** Task brief **
Reproduce every one of the following lines verbatim, without altering any word or figure.
----------------------------------------
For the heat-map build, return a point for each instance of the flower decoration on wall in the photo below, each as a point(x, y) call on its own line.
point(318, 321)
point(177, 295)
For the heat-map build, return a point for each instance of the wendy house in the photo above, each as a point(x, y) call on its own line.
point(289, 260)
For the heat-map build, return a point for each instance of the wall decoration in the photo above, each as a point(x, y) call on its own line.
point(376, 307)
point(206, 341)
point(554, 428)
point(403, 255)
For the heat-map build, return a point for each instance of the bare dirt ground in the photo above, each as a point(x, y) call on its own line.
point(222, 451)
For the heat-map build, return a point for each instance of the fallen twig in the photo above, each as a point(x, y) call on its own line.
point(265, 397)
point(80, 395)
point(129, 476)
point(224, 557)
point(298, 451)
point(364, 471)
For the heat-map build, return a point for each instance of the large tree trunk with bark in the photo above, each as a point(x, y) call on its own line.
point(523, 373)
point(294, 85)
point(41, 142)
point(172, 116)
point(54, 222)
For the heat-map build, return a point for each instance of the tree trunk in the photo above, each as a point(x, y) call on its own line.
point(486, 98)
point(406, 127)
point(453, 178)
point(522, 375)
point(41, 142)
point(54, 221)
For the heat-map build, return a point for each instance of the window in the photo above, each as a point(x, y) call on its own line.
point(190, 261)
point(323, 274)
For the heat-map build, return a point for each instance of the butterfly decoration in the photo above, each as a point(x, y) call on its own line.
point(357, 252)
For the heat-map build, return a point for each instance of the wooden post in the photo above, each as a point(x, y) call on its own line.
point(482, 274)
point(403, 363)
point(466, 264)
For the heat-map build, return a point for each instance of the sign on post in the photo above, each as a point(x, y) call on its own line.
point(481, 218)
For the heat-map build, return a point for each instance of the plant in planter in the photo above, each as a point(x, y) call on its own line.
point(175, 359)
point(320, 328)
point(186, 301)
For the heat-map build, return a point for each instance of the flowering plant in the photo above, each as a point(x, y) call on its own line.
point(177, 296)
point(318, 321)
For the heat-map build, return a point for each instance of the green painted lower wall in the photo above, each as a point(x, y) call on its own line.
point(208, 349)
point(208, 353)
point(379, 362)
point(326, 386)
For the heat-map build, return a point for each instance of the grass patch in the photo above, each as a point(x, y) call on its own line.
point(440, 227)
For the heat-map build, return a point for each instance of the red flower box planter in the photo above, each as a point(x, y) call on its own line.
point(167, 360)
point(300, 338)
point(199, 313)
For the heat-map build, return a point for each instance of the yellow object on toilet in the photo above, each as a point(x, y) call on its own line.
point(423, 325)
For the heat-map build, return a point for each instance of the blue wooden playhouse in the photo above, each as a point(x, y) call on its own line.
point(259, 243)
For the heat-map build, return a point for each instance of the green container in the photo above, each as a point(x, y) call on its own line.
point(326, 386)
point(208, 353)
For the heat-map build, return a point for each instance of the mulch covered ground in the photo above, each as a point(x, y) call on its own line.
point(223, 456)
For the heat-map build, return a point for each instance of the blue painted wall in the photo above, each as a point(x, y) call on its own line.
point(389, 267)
----------------------------------------
** Solution for this problem **
For the heat-map build, return a point for each instance of the flower decoration on wall in the photo below, each as a point(x, y) call on its own line.
point(318, 321)
point(177, 295)
For the heat-map build, return a point for each instance of the wendy house in the photo above, each as a point(x, y) call on its own line.
point(289, 260)
For the heat-map build, return a point for each instance of the wall decoration in the photo above, each as a point(x, y) call on its own line.
point(376, 307)
point(206, 341)
point(554, 428)
point(403, 255)
For the heat-map build, return a point for each instance of the bare dirt ground in the photo above, each as a point(x, y) call on its own line.
point(222, 451)
For the heat-map build, return a point for each instance of the fallen twig in the photo above, each as a point(x, y) call on its own line.
point(265, 397)
point(80, 395)
point(129, 476)
point(224, 557)
point(298, 451)
point(364, 471)
For the heat-map build, return a point for each instance of the large tree trunk with bark in the photo above, each as a point(x, y) call on its own line.
point(523, 373)
point(294, 85)
point(41, 142)
point(172, 116)
point(54, 222)
For the heat-map build, return a point for each instance of the tree trunk in the photo above, each as a point(x, y) call on its own line.
point(486, 98)
point(406, 127)
point(453, 178)
point(522, 375)
point(41, 142)
point(54, 221)
For the heat-map build, return a point for each instance of the window in the photo above, each as a point(x, y) call on its own line.
point(190, 261)
point(323, 274)
For the heat-map build, return a point for each instance of the butterfly decoration in the photo above, each as a point(x, y) call on its own line.
point(357, 252)
For the heat-map build, return a point for each instance of the wooden post in the photo above, each as a point(x, y) call on its own line.
point(482, 274)
point(403, 363)
point(466, 264)
For the heat-map build, return a point for each instance of the sign on post in the photo above, each as a point(x, y) call on its own line.
point(481, 218)
For the heat-map build, return a point for each instance of the plant in planter in the photo above, each as a point(x, y) call on its own line.
point(175, 359)
point(320, 328)
point(186, 301)
For the heat-map build, return a point for each instance of the flowering plant in the photo above, each as a point(x, y) call on its own line.
point(177, 296)
point(318, 321)
For the heat-map build, return a point for each instance of the green painted lower wall in the photo above, each as a point(x, y) call on its own line.
point(208, 349)
point(208, 353)
point(379, 362)
point(326, 386)
For the heat-map build, return a point for each instance of the grass patch in the photo above, each as a point(x, y) call on its own line.
point(440, 227)
For the heat-map build, return a point for each instance of the red flower box planter in the photo above, each as a point(x, y) call on its own line.
point(167, 360)
point(300, 338)
point(199, 313)
For the heat-map build, return a point for each instance of the yellow object on toilet in the photo above, each as a point(x, y) call on its own line.
point(423, 325)
For the heat-map build, return a point for each instance of the blue wooden playhouse in the photo above, each as a point(x, y) call on its own line.
point(259, 243)
For the heat-map build, return a point for each instance of the green container in the photo above, each as a point(x, y) call on its own line.
point(326, 386)
point(208, 353)
For the heat-map build, return a point for each instance of the mulch covered ground in the photo above, each as a point(x, y) call on its own line.
point(223, 456)
For the heat-map build, return a point for each instance of the blue painted wall in the photo above, each as a point(x, y) call on its own line.
point(389, 267)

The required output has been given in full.